### Set task 1
According to the extract on Board meetings, at least how many times each year does the Board meet for scheduled meetings?

### Extract
Principle 2

Structure the Board to add value

Board Meetings

The Board meets at least 9 times each year for scheduled meetings and may, on other occasions, meet to deal with specific matters that require attention between scheduled meetings. Together with the Board Committees, the directors use the Board meetings to challenge and fully understand the business and its operational issues.  To assist with the Board’s understanding of the business, the Board regularly conducts Board meetings at the various business locations followed by management presentations and site tours.

The Divisional Chief Executives and General Managers are required to regularly attend and present at the Board meetings on divisional and business unit operational issues and performance.  An annual group strategy meeting is held as part of the budget approval process which enables the Board to review corporate strategies and performance with the executives.  This ensures that the Board is effectively carrying out its duties of providing input and approving corporate strategies and performance objectives.

The Chief Financial Officer is required to attend Board meetings to answer questions from the directors on financial performance, accounting, risk management and treasury matters.

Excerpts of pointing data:
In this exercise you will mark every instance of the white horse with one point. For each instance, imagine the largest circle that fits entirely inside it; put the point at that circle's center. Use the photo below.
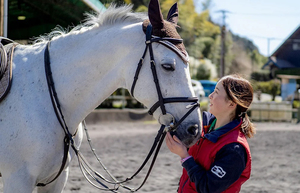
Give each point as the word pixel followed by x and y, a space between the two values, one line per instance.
pixel 88 64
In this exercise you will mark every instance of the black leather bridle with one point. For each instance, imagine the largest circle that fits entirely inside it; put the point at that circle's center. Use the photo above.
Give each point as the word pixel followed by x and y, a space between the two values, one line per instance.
pixel 86 169
pixel 168 42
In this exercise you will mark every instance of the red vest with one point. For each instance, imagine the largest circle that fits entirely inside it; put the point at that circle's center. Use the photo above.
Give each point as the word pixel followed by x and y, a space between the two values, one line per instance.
pixel 204 154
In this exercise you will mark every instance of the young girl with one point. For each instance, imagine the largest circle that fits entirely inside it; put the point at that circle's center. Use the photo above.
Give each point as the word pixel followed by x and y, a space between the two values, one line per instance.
pixel 220 161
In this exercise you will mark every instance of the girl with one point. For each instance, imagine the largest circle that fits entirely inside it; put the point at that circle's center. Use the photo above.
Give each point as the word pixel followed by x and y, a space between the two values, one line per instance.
pixel 220 161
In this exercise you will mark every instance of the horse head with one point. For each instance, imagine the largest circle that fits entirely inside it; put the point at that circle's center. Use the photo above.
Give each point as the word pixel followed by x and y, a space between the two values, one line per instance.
pixel 172 85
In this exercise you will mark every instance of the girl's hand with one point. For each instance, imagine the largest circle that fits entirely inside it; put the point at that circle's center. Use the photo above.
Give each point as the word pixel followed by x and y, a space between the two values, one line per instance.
pixel 176 146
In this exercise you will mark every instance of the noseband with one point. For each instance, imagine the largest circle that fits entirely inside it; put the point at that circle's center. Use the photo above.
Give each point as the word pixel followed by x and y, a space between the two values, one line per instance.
pixel 162 101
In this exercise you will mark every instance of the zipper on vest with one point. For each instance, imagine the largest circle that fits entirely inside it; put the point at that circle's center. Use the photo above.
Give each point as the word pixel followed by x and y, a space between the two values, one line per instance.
pixel 184 185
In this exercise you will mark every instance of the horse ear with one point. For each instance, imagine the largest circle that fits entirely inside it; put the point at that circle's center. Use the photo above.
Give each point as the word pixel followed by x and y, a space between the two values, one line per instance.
pixel 155 15
pixel 173 14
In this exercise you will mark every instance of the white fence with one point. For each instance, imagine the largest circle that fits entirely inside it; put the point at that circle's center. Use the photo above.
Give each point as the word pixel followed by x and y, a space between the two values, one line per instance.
pixel 272 111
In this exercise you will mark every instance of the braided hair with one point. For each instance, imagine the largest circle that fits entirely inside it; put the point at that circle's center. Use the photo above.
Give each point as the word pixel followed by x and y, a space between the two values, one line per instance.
pixel 240 91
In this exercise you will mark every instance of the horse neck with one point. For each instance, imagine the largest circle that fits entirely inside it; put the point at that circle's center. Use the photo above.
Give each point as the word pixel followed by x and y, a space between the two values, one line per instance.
pixel 89 67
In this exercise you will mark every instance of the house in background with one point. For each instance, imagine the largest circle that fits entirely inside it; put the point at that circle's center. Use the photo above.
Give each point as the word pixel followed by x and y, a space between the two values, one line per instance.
pixel 284 63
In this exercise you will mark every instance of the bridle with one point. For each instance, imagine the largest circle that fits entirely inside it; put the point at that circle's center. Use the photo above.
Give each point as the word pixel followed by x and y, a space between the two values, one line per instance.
pixel 168 42
pixel 172 125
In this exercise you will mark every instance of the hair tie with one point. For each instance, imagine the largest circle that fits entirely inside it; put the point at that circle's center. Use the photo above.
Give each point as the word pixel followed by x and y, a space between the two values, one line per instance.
pixel 243 114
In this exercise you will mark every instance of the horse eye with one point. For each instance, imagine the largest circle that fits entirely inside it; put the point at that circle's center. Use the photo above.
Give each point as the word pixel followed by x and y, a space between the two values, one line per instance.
pixel 168 67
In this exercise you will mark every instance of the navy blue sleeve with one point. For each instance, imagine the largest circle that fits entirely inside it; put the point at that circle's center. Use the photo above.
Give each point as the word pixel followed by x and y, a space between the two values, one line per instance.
pixel 229 164
pixel 207 118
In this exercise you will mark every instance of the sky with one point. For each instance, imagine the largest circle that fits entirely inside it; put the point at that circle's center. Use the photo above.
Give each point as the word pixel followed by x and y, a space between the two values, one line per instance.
pixel 268 23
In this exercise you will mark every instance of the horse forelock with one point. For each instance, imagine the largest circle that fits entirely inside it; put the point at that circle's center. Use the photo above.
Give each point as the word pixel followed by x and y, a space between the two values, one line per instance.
pixel 113 15
pixel 168 30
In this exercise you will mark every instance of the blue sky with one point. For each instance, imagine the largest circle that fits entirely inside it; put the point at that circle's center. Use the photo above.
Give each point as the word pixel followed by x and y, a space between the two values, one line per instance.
pixel 268 23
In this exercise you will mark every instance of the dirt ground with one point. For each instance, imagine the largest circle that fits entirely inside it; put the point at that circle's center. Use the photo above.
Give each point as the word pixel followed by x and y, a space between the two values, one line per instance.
pixel 122 146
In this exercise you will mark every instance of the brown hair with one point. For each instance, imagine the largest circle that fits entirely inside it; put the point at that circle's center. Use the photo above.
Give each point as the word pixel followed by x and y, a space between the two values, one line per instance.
pixel 240 91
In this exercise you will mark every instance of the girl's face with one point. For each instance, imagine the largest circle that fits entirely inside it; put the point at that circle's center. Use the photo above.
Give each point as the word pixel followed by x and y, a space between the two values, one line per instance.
pixel 219 103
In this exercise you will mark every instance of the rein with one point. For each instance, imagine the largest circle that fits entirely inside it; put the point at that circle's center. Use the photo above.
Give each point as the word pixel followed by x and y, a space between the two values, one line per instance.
pixel 85 168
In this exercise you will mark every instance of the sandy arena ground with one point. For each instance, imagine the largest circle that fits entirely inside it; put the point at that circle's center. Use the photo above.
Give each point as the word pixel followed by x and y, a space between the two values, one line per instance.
pixel 123 146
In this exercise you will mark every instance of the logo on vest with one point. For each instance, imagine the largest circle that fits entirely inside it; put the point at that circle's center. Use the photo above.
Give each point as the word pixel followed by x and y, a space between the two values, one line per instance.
pixel 218 171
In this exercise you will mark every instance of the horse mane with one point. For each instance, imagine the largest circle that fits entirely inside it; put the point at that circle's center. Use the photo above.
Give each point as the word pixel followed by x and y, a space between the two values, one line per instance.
pixel 113 15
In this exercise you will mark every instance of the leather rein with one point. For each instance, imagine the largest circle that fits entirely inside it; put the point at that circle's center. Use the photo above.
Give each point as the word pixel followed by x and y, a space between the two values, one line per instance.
pixel 87 170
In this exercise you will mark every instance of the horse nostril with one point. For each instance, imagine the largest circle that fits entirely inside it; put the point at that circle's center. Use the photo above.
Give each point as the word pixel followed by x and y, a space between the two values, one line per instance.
pixel 193 130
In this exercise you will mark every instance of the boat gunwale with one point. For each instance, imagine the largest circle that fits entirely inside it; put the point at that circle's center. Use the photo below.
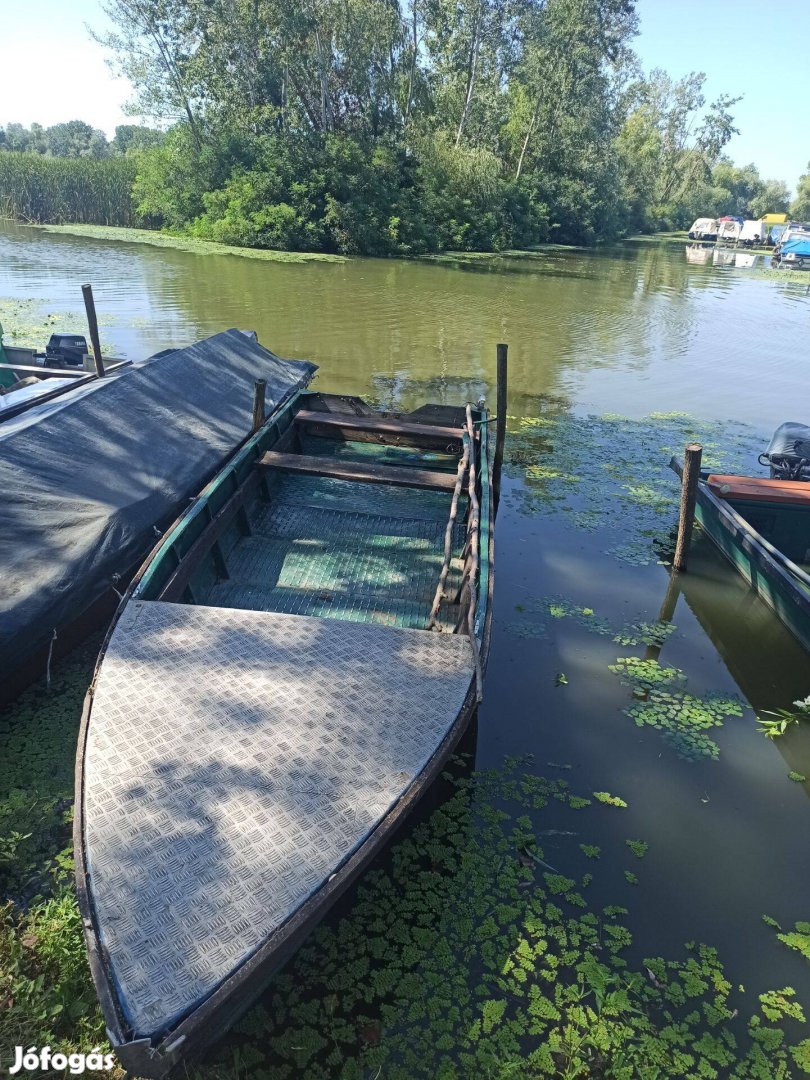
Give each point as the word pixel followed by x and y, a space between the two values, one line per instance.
pixel 785 576
pixel 237 993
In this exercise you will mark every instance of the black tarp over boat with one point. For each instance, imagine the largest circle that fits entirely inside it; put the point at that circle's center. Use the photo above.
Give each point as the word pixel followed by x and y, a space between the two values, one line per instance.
pixel 86 482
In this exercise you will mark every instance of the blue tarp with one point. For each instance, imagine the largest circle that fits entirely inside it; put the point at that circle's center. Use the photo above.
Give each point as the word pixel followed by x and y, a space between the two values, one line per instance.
pixel 86 480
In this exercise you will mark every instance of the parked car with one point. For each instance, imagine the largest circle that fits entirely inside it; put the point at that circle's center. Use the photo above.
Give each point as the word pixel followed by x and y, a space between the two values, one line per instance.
pixel 703 228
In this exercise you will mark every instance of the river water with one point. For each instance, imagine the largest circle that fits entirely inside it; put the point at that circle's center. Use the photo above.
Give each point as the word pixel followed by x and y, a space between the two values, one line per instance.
pixel 633 329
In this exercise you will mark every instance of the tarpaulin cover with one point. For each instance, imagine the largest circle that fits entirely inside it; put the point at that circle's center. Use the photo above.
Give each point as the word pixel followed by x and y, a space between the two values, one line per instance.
pixel 84 484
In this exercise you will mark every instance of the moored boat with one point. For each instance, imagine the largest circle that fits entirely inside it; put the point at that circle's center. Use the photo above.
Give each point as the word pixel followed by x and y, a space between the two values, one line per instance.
pixel 89 478
pixel 761 525
pixel 286 675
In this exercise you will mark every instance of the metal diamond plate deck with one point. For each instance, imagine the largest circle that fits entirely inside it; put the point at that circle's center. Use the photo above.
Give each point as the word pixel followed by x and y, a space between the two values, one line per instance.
pixel 233 760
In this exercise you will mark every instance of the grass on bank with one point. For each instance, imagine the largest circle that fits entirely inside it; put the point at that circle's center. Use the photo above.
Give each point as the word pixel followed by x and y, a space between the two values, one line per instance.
pixel 185 243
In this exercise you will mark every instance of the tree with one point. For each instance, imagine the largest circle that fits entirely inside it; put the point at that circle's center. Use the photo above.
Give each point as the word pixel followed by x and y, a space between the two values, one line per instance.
pixel 129 138
pixel 75 139
pixel 670 145
pixel 800 205
pixel 774 198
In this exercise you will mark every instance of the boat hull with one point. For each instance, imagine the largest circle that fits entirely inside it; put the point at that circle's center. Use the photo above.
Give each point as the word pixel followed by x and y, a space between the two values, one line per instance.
pixel 748 552
pixel 153 1051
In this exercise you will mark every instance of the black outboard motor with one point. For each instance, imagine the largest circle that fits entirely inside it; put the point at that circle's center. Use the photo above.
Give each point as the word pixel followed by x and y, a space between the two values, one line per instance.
pixel 66 350
pixel 788 453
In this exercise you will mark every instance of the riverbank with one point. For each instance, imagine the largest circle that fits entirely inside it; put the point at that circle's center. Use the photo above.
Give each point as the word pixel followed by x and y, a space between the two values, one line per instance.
pixel 184 243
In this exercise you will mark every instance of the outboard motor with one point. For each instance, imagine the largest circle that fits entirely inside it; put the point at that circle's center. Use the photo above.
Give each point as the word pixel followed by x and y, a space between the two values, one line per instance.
pixel 66 350
pixel 788 453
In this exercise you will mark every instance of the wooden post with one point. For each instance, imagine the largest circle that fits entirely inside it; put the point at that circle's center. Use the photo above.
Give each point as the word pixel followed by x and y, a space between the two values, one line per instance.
pixel 90 307
pixel 688 493
pixel 258 403
pixel 500 430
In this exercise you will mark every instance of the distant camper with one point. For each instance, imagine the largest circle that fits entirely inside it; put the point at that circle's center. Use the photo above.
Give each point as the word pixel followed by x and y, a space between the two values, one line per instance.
pixel 753 233
pixel 703 228
pixel 729 230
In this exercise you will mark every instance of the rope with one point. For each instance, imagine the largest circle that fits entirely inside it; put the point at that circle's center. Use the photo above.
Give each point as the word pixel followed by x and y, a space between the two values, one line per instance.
pixel 440 595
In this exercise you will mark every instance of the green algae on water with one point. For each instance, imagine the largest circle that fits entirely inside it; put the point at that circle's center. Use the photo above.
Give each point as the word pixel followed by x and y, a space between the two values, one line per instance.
pixel 463 959
pixel 611 473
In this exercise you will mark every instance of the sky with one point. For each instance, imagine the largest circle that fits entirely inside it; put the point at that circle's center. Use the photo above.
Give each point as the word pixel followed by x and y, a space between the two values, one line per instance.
pixel 52 71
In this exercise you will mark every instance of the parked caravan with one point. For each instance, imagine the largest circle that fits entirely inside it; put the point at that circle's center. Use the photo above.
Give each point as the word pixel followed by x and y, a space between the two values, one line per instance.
pixel 753 233
pixel 729 231
pixel 703 228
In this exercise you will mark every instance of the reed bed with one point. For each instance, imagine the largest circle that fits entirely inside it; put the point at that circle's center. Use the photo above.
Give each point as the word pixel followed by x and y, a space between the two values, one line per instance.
pixel 61 190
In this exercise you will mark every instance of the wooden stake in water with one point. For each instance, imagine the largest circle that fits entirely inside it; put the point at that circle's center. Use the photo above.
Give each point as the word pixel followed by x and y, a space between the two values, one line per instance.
pixel 258 403
pixel 689 480
pixel 90 307
pixel 500 428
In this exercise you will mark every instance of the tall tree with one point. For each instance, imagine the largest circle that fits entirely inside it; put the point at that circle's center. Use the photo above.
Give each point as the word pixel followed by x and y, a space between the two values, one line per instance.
pixel 800 205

### Set task 2
From the listing, quote verbatim the lines from the one containing "the horse ear" up to and including the one containing "pixel 272 111".

### Reply 1
At least 9 times each year.

### Reply 2
In this exercise you will mark every instance of the horse ear with one point. For each instance, imagine the largest circle that fits entirely inside it; put the point at that circle's center. Use the photo above.
Give each point as the word pixel followed by x and y, a space between the two values, one line per instance.
pixel 155 15
pixel 173 14
In this exercise you will mark every instance of the white fence with one point. For each instance, imagine the largest circle that fits entirely inside it; put the point at that circle's center. Use the photo above.
Give each point as the word pixel followed by x and y, a space between the two values, one line per instance.
pixel 272 111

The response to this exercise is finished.